──────── GIVEN TEXT ────────

On Behalf of | Jul 1, 2021 | alimony |

A spouse’s financial future may change radically when their marriage is over, and they lose financial support. Negotiating for spousal support, commonly known as alimony, requires preparation.

Your situation

Factors like the payor and payee’s gross and net salary, their assets and marriage length help determine whether there is support and its length. A spouse’s financial situation during marriage and after separation are other important factors. Awareness of the gap between those two situations can help determine reasonable support.

Developing an accurate budget of daily expenses is an important step. This will help present a picture of what was spent during marriage and future financial needs.

Determining spousal support also requires consideration of the entire divorce financial situation. These factors involve the role that child support and property division play in a spouse’s financial situation.

Stay-at-home parents

Many stay-at-home spouses are concerned about seeking divorce because their spouses threaten to take all their assets. Even though this is improbable, spouses have the obligation to become financially independent.

Courts may award temporary maintenance payments. This support can help spouses transition back into the work force.


Congress changed long-existing federal tax treatment of spousal support. Spousal support for a divorce entered after Dec. 31, 2018, is no longer deductible for the payor spouse. However, the recipient spouse does not have to report payments as ordinary income.

────────

_OBJECTIVE_
Can you continue the article on spousal support, picking up after its last sentence about the recipient spouse not having to report payments as ordinary income?

──────── SUPPLIED MATERIAL ────────

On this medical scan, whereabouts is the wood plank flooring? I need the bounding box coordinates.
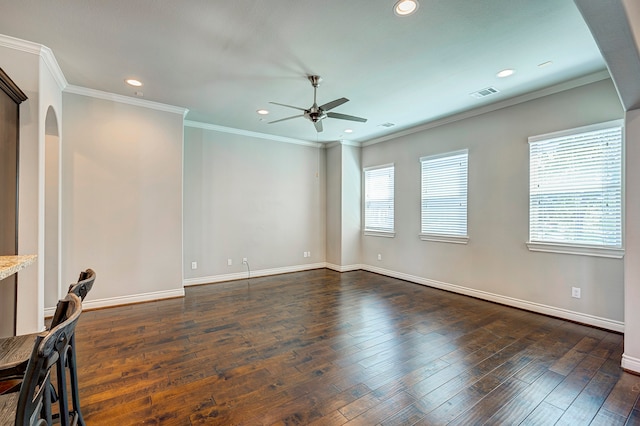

────────

_WRITTEN ANSWER_
There are various options with creating the final settlement. This can include a single lump-sum payment, recurring monthly payments or a property transfer.

Payments can also be changed over time. If the payor anticipates that cash flow will be low for the first few years after marriage but improve later, payments can be lower for the first few years but grow over time.

Lump sum payments may be paid right after divorce or later. Spouses who have insufficient assets to pay support but have equity in a home can use a cash-out refinance on the home to pay a lump sum settlement. Or support payments may be reduced in exchange for different marital assets.

Up front lump sum payments have advantages. It may act as a precaution when the payor spouse has changing income or will try to evade payments. Also, spousal support ends when the recipient spouse remarries or cohabitates, and an early lump sum payment will provide support before this can occur.

Attorneys can help develop options that address your needs and comply with Michigan law. Lawyers can assist you in negotiations and legal proceedings.